Exercise task: Find "For the benchmark, mark each instance of the maple" in the records that follow; print that line and each subsequent line through the last one, verbatim and with nothing added.

Data items:
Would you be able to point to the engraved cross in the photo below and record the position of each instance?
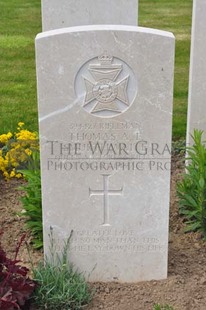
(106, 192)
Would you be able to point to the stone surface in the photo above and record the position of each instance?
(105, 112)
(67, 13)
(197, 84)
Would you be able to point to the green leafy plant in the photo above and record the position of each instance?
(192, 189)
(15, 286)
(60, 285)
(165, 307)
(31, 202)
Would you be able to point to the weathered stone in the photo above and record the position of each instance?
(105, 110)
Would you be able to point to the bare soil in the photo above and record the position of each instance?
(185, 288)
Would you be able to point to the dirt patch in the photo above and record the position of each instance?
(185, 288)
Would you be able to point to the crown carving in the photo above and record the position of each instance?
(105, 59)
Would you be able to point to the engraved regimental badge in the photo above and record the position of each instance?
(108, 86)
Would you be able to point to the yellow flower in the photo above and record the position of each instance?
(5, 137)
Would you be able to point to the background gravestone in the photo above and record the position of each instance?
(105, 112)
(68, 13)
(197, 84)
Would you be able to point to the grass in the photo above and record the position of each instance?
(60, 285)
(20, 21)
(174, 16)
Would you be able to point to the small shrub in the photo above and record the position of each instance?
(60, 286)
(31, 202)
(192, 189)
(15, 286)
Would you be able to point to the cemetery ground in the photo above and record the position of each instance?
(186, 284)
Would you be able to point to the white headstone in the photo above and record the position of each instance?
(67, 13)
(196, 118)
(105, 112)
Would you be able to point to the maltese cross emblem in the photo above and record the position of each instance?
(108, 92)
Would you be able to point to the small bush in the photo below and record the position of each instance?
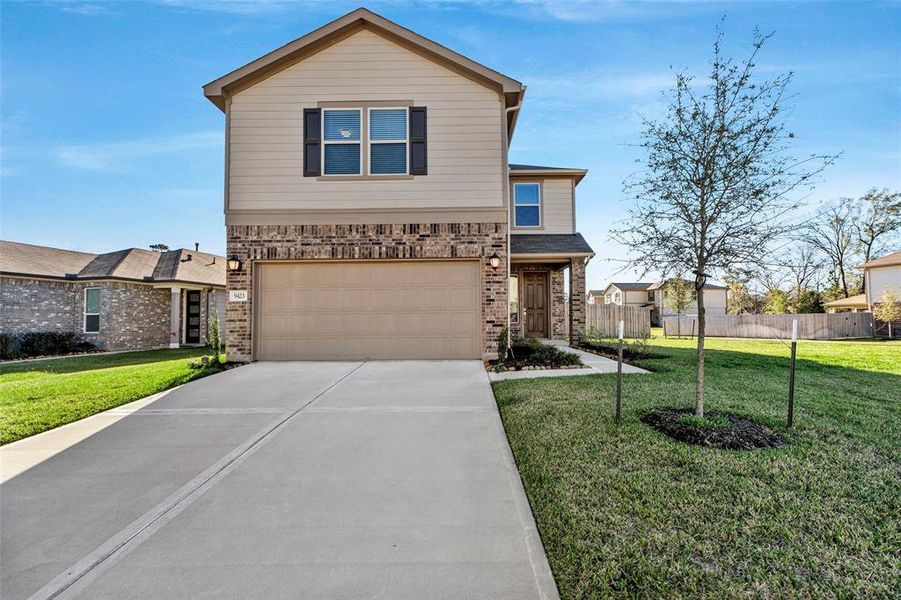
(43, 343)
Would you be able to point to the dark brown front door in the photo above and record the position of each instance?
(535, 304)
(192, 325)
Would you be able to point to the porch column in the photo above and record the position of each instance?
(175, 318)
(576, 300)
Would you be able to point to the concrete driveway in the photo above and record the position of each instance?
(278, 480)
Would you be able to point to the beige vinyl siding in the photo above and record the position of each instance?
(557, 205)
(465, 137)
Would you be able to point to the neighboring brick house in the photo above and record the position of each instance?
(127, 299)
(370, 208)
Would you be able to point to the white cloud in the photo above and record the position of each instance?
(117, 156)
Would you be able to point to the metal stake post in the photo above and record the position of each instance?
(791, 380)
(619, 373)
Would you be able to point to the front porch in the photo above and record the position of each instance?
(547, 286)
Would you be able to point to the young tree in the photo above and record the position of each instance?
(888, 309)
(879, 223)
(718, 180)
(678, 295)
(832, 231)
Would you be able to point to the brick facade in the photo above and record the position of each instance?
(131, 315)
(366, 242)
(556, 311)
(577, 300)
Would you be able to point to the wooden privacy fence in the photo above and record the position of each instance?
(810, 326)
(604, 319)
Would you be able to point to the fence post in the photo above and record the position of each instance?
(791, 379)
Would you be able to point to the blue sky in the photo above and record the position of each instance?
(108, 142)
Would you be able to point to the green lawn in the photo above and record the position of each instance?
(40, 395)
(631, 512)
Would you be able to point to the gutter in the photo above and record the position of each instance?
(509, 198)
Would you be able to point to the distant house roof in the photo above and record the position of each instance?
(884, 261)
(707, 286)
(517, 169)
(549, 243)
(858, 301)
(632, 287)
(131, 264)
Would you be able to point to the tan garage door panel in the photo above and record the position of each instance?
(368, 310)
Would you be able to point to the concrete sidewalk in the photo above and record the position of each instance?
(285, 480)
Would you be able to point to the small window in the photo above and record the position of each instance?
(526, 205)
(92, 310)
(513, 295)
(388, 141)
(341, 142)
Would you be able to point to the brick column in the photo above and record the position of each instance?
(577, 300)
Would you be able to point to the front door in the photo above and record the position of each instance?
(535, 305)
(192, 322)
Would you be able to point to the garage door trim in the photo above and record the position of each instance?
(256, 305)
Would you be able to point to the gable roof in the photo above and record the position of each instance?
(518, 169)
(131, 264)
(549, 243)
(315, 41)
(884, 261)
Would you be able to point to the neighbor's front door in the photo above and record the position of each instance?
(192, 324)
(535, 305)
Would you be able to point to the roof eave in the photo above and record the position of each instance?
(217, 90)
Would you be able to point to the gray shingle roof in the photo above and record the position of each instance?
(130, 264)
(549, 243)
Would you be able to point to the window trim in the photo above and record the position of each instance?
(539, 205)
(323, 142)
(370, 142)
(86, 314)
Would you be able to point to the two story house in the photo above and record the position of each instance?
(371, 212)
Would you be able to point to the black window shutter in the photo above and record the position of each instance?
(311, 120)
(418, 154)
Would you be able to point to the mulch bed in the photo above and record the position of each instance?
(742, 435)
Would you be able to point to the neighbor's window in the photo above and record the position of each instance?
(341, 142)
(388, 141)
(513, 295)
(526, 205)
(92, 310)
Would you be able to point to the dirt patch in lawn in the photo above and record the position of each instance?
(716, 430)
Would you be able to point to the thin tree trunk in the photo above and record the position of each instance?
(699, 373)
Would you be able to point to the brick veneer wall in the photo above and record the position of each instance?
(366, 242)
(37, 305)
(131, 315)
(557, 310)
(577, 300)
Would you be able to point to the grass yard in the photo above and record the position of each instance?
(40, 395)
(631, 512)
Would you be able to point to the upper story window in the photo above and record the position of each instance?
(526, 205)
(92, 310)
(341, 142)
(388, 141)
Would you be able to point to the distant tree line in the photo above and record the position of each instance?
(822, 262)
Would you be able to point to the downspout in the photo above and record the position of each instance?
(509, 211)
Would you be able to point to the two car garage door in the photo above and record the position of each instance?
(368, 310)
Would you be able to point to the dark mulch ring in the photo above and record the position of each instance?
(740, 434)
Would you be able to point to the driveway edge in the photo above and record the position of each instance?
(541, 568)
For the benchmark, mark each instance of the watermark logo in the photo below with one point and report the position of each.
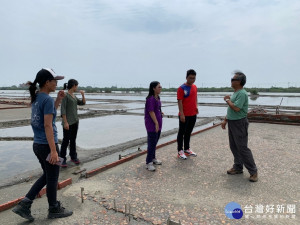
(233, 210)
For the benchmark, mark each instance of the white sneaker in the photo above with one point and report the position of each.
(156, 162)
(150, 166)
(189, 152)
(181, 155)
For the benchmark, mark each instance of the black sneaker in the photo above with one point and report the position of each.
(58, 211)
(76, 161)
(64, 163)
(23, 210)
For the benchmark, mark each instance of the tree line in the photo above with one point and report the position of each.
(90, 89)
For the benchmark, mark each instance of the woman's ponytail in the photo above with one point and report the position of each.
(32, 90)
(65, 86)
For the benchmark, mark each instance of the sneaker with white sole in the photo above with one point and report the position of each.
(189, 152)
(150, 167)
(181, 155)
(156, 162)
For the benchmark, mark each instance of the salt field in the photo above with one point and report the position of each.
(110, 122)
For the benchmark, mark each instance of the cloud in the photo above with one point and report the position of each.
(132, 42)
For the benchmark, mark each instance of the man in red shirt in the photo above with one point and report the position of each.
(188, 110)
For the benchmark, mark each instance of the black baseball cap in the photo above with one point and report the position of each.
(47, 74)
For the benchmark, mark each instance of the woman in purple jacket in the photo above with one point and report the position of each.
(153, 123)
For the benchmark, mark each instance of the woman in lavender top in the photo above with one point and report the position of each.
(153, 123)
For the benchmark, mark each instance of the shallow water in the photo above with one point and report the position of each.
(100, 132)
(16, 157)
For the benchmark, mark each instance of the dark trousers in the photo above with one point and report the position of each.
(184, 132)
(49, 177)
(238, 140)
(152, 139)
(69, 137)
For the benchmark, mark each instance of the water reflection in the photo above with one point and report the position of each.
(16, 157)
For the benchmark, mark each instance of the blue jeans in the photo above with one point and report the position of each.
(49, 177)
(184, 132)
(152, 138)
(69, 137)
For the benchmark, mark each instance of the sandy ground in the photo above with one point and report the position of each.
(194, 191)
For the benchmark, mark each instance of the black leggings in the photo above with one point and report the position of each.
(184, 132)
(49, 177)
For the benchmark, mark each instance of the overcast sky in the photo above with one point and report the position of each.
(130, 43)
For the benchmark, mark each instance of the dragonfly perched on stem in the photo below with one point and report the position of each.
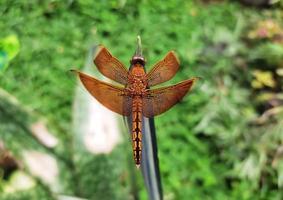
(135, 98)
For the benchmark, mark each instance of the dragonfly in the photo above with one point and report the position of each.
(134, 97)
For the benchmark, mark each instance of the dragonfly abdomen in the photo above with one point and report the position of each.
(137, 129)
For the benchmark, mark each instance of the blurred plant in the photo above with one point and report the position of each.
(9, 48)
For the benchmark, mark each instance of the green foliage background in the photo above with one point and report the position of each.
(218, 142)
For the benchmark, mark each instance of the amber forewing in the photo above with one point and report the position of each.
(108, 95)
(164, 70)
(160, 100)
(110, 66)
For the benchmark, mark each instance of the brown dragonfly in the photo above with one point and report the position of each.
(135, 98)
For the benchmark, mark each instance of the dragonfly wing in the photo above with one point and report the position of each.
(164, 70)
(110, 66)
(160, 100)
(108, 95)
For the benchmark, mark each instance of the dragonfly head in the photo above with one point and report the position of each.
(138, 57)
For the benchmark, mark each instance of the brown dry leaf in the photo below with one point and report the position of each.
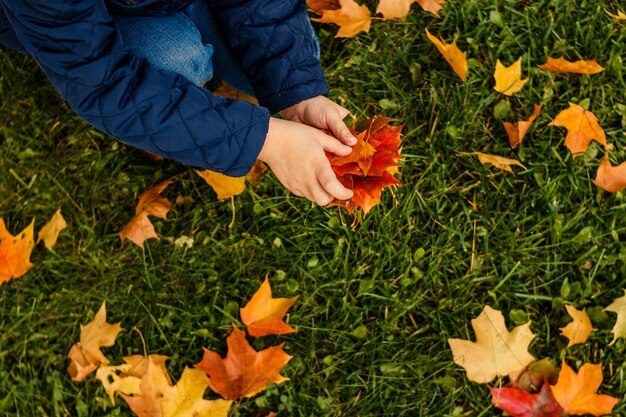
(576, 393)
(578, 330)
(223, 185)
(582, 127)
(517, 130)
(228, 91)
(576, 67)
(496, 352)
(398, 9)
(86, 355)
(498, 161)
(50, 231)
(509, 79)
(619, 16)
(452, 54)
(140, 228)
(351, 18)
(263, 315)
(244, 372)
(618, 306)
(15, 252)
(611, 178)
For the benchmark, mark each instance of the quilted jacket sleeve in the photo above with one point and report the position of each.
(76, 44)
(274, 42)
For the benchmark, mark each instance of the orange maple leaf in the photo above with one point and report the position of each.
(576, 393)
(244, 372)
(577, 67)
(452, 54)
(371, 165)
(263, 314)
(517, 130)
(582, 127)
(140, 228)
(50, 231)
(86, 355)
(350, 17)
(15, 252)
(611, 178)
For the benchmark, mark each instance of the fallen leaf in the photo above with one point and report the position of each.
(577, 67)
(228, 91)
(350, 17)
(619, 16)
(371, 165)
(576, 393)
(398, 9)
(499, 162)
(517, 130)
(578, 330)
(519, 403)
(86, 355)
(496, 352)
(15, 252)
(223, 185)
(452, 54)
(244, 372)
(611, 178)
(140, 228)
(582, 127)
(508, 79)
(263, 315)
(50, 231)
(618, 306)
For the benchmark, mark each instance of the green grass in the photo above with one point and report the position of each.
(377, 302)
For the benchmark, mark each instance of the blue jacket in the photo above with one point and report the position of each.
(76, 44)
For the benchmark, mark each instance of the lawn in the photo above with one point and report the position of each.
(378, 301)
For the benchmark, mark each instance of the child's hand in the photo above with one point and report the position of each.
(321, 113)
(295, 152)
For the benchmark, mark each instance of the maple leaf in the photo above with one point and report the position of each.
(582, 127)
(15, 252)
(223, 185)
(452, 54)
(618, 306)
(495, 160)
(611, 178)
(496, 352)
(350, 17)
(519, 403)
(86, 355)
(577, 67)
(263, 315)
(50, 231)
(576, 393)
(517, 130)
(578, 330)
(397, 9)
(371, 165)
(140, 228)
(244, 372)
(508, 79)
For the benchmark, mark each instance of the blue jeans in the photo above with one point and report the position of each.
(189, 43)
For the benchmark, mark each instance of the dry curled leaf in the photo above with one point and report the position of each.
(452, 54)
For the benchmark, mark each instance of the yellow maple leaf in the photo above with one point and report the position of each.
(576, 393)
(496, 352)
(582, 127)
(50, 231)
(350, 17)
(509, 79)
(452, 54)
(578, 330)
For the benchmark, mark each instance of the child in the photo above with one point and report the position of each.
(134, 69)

Problem solution:
For the benchmark, mark each instance of the maple leaf in the photo above with one point and report the position of each.
(582, 127)
(15, 252)
(223, 185)
(452, 54)
(618, 306)
(495, 160)
(611, 178)
(496, 352)
(350, 17)
(519, 403)
(86, 355)
(577, 67)
(263, 315)
(50, 231)
(576, 393)
(517, 130)
(578, 330)
(397, 9)
(371, 165)
(140, 228)
(244, 372)
(508, 79)
For the benchmark, mark each instance of the blue jeans in the photo above with one point and report the position of each.
(189, 43)
For the benchmark, mark each instance of the dry curled leaf in the photo above with one point and report the position of each.
(452, 54)
For the benchmark, mark each instance of the yellow maple leaf in the photo above with one point and report the position of each.
(576, 393)
(496, 352)
(582, 127)
(50, 231)
(350, 17)
(509, 79)
(452, 54)
(578, 330)
For the benchmark, mark each instance of the child in the photo above with one point and report the position of each.
(134, 69)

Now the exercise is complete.